EJERCICIO ESCRITO 1:
Copia literalmente el fragmento del texto sobre Constantino que va desde "Algunos dicen que" hasta "la persecución en Oriente.", ambos incluidos.
EJERCICIO ESCRITO 2:
Reescribe en forma de lista el párrafo del texto sobre Constantino que comienza con "Es necesario prestar una atención rápida" y conserva sus datos principales.
EJERCICIO ESCRITO 3:
Escribe la continuación del texto sobre Constantino a partir de su última oración.

Sea como fuere, Constantino favorecerá a la Iglesia,
a partir de este momento, de una manera excepcional. En febrero del 313,
ya único emperador de Occidente, se encuentra en Milán con
su colega oriental, Licinio. Allí discuten sobre el futuro del Imperio.
Algunos dicen que allí nació el “edicto de Milán” o
edicto de tolerancia, según el cual los cristianos podrían
profesar libremente su fe. No tenemos este documento, entre otras razones
porque esa tolerancia ya era efectiva en Occidente —no olvidemos la benevolencia
mostrada por Constancio Cloro hacia los cristianos, a los que verdaderamente
estimaba—; pero sí sabemos que Licinio, ya de vuelta a Oriente, derrota
en pocos meses a Maximino Daia y, al poco tiempo, emana un rescripto —nos
queda noticia del enviado al prefecto de Bitinia— donde confirma la tolerancia
religiosa concedida por Galerio; se pone fin a la persecución en Oriente.
Y esto lo hace en su nombre y en nombre de Constantino23. Es un edicto de
tolerancia, es decir, se da libertad de culto a los cristianos; se permite
ser cristiano, no se obliga a serlo. La finalidad, seguramente, es que el
Estado esté seguro, que no tenga problemas.
3. Emperador único
El verdadero Edicto de Milán no parece que exista, aunque
sí en la sustancia. De hecho, el verdadero edicto había sido
el de Galerio. Justo después de la conversación con Licinio,
Constantino desarrolla una política de favorecimiento a la Iglesia,
si bien su colega oriental, con el tiempo, hará todo lo contrario,
quizás para provocar un contraste, poniendo así unas bases
religiosas distintas. Es cierto que, pagano como era, Licinio no podía
soportar el auge creciente que tenía el cristianismo, llegando a celebrar
sínodos en Ancira y en Neocesarea. Pronto se desencadó una
auténtica y cruel persecución en Oriente. Constantino, queriendo
conservar a todo trance la paz religiosa, le dio batalla y lo venció
en Adrianópolis en el 324. Constantino quedó dueño único
de todo el Imperio, cumpliéndose así su sueño de unidad
imperial. Su favor hacia los cristianos reúne niveles de extrema importancia
histórica.
Es necesario prestar una atención rápida a los
acontecimientos constantinianos que más se entrelazaron con la vida
de la Iglesia, transformándola profundamente en su disposición
exterior —jerarquía, clero, lugares de culto, relaciones con el Estado—,
mas también en las posibilidades de crecimiento sobre el plano teológico
—luchas contra las herejías, concilios, escuelas doctrinales— y espiritual
—vida consagrada, monacato, difusión de una moralidad nueva—. Ante
tal cambio del rostro de la civilización está la figura misma
de Constantino, que pasa a ocupar un relieve excepcional en la historiografía,
también en el arreciar de las polémicas demoledoras, que en
un caso como éste —fuertemente ideologizado—, no podían faltar.

EXTRACTO DE DATOS:
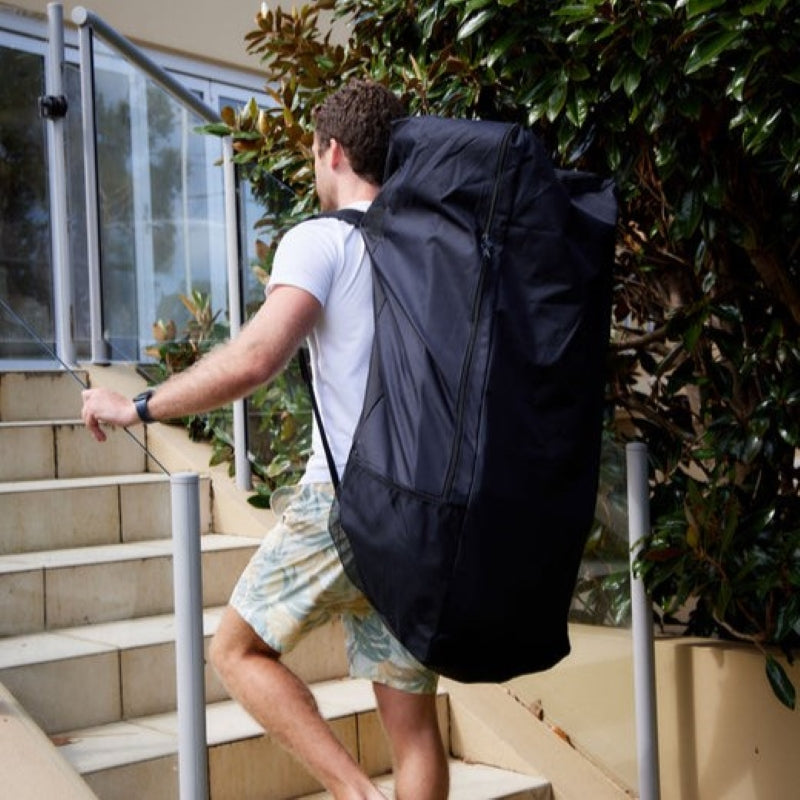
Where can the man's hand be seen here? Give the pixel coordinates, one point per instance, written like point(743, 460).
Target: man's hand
point(107, 407)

RESPUESTA CORRECTA 1:
Algunos dicen que allí nació el “edicto de Milán” o
edicto de tolerancia, según el cual los cristianos podrían
profesar libremente su fe. No tenemos este documento, entre otras razones
porque esa tolerancia ya era efectiva en Occidente —no olvidemos la benevolencia
mostrada por Constancio Cloro hacia los cristianos, a los que verdaderamente
estimaba—; pero sí sabemos que Licinio, ya de vuelta a Oriente, derrota
en pocos meses a Maximino Daia y, al poco tiempo, emana un rescripto —nos
queda noticia del enviado al prefecto de Bitinia— donde confirma la tolerancia
religiosa concedida por Galerio; se pone fin a la persecución en Oriente.

RESPUESTA CORRECTA 2:
- Conviene repasar brevemente los acontecimientos de la época de Constantino más entrelazados con la vida de la Iglesia.
- Esos acontecimientos transformaron profundamente su disposición exterior: jerarquía, clero, lugares de culto y relaciones con el Estado.
- También abrieron posibilidades de crecimiento en el plano teológico (luchas contra las herejías, concilios, escuelas doctrinales) y en el espiritual (vida consagrada, monacato, difusión de una moralidad nueva).
- Ante ese cambio del rostro de la civilización se encuentra la figura de Constantino, que adquiere un relieve excepcional en la historiografía.
- Ese relieve aparece también en medio de polémicas demoledoras, inevitables en un caso tan ideologizado.

RESPUESTA CORRECTA 3:
Nuestro rápido recorrido de los eventos de la edad constantiniana
se concluirá, por tanto, con un sumario reclamo al debate creado en
torno a esta extraordinaria personalidad.
II. La conversión de Constantino
Es comprensible que nos sea siempre cuestionado por qué
fue determinado el comportamiento de Constantino, el cual modificó
el curso de la historia. A tal pregunta, recurrente, se ha tratado de responder
en modos diversos. Es un problema viejo y, a la vez, siempre nuevo, sobre
el que se vuelve una y otra vez. Se ha escrito mucho sobre si la conversión
de Contantino fue auténtica o, más bien, un cálculo
político. La cuestión viene respondida desde tres posturas,
en las que se alinean los historiadores: unos dicen que no hay conversión,
sino que lo que lleva a Constantino a favorecer a la Iglesia es un mero cálculo
político oportunista —en esta postura se encuadran Grégoire,
Schönebeck—; otros creen que Constantino había acogido el cristianismo,
pero no lo había asimilado en su significado más íntimo
y, por ello, su acción política habría sido dictada
por un comportamiento sincretista, confuso —defensores de esta postura son
Salvatorelli, Piganiol, Gagé—; por último, hay historiadores
que defienden que Constantino habría sentido una atracción
especial por el cristianismo y, así, la suya puede considerarse como
verdadera conversión —Baynes, Alföldi, Palanque, Vogt, Müller,
Jones—.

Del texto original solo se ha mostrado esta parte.